→ **Source**:
It’s that time of the year again! 8th March has long been the day when people around the world celebrate women, and acknowledge the extra hurdles they have to cross to get to their destinations. The Middle East is known as the melting pot of cultures, and is also a land where the construction and design are fast-paced. In such a scenario – what is it like to be a female designer in the region? From adjusting and understating the cultural differences to developing a skillset on-the-go to finding their place in a foreign land, these 9 women have done it all. So we thought, it would be insightful to ask them to share their experience and advices for the upcoming lot of designers….
What is it like being a female designer in the Middle East: “As a female architect and designer in the Middle East, I have found tremendous opportunities for growth – the highlight being having my own studio. I have been working on noteworthy commercial and residential projects with very interesting clients around the world whilst being able to balance my work life with being a mother. I have a hybrid workplace model and collaborate with team members and architects from different countries, which brings a lot of added value and flexibility to my career. As a trained architect in a male-dominated profession where more often than not you are the only woman at site meetings with 10 men, you have to be confident and self assured about the fact that you are there to bring your technical and creative expertise. There can be preconceived opinions that the female architect/designer has a seat at the table only to look after the embellishment layers of the project.”

→ **Challenges**:
(1) Answer these questions using the text on female designers in the Middle East:
(a) On what date do people around the world celebrate women, according to the text?
(b) How many women does the text say have done it all?
(c) What kind of workplace model does the quoted architect and designer say she has?
(2) Repeat word for word the part of the text on female designers in the Middle East from "It’s that time" up to and including "lot of designers….".

Stored records:
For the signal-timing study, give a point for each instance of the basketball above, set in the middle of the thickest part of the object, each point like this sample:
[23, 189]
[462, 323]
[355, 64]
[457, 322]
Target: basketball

→ **Expected responses**:
(1)
(a) 8th March
(b) 9
(c) A hybrid workplace model

(2)
It’s that time of the year again! 8th March has long been the day when people around the world celebrate women, and acknowledge the extra hurdles they have to cross to get to their destinations. The Middle East is known as the melting pot of cultures, and is also a land where the construction and design are fast-paced. In such a scenario – what is it like to be a female designer in the region? From adjusting and understating the cultural differences to developing a skillset on-the-go to finding their place in a foreign land, these 9 women have done it all. So we thought, it would be insightful to ask them to share their experience and advices for the upcoming lot of designers….